## EXERCISE AIM
Give the data again, word for word.

╔══

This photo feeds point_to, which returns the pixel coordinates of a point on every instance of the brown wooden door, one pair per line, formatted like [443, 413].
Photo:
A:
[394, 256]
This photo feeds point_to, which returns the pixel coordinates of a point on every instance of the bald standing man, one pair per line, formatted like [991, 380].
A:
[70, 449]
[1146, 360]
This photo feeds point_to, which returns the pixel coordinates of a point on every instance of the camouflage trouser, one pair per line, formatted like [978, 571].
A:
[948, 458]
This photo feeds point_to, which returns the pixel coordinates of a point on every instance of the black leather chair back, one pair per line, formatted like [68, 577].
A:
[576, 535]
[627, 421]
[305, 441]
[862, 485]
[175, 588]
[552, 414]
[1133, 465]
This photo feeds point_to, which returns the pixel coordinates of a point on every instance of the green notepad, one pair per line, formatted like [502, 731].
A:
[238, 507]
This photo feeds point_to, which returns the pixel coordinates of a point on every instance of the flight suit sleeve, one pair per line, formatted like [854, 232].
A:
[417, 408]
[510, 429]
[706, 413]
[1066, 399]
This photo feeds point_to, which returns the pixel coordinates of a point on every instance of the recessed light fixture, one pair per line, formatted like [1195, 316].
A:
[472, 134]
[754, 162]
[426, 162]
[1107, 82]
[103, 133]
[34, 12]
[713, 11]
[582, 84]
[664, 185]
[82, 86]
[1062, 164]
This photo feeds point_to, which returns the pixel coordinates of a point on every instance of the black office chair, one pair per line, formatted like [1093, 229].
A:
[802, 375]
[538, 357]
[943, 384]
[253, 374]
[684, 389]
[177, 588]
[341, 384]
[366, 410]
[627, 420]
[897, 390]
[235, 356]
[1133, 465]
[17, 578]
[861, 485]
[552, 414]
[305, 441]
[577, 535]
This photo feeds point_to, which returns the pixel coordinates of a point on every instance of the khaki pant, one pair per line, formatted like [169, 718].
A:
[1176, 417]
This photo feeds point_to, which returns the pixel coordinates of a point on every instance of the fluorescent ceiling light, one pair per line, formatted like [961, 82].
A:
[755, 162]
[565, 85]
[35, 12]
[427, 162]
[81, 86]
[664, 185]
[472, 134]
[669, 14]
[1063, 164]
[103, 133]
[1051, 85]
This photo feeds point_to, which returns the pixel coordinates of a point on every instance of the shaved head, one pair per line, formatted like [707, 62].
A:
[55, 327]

╚══

## COMPLETE ANSWER
This photo feeds point_to, which returns the pixel coordinates of a point on every instance of the brown wooden door, one pair per line, formatted like [443, 413].
Photo:
A:
[394, 256]
This photo feeds point_to, which returns the pixel coordinates of a point on every instance of the bald standing man, one pair per line, formatted like [991, 380].
A:
[70, 449]
[1146, 360]
This photo feeds point_to, which returns the pixel coordinates of a point on every instance of the camouflage trouser, one pair per line, formatted like [978, 571].
A:
[948, 458]
This photo feeds point_to, which returns the pixel coordinates of a point on every instance of the black leather chair back, one pair per line, formatted like [68, 577].
A:
[576, 535]
[627, 421]
[305, 441]
[862, 485]
[175, 588]
[552, 414]
[1133, 465]
This photo feeds point_to, which returns the pixel coordinates of a point on every instance of the green notepad, one pair per line, formatted like [502, 731].
A:
[238, 507]
This photo feeds point_to, which returns the pixel coordinates of a point on every instance of the flight suit sleeve, one pair per line, formatted like [854, 232].
A:
[417, 408]
[510, 429]
[706, 413]
[1066, 399]
This photo feeds point_to, which returns the pixel coordinates of a point on every instance of the recessed light fixture, one pair per line, formatted like [1195, 316].
A:
[472, 134]
[754, 162]
[426, 162]
[1107, 82]
[103, 133]
[34, 12]
[713, 11]
[582, 84]
[664, 185]
[82, 86]
[1062, 164]
This photo feeds point_to, which returns the pixel coordinates of a point on every instance of the black office chair, one pair per line, formatted like [1093, 229].
A:
[802, 375]
[538, 357]
[943, 384]
[253, 374]
[684, 389]
[177, 588]
[341, 384]
[366, 410]
[627, 420]
[897, 390]
[235, 356]
[1133, 465]
[17, 578]
[861, 485]
[552, 414]
[305, 441]
[577, 535]
This photo feeds point_to, which returns the pixel coordinates of a point on every instance of the khaki pant, one pair per line, formatted like [169, 718].
A:
[1176, 417]
This photo feeds point_to, which returns the pixel coordinates of a point on every instance of the fluorescent ceiling light, one pair per line, formatted like [961, 82].
A:
[755, 162]
[565, 85]
[35, 12]
[427, 162]
[81, 86]
[664, 185]
[472, 134]
[669, 14]
[1063, 164]
[103, 133]
[1051, 85]
This photo feeds point_to, which returns the pixel coordinates of a point on every instance of the shaved head, one pair per line, formatted like [707, 62].
A:
[55, 327]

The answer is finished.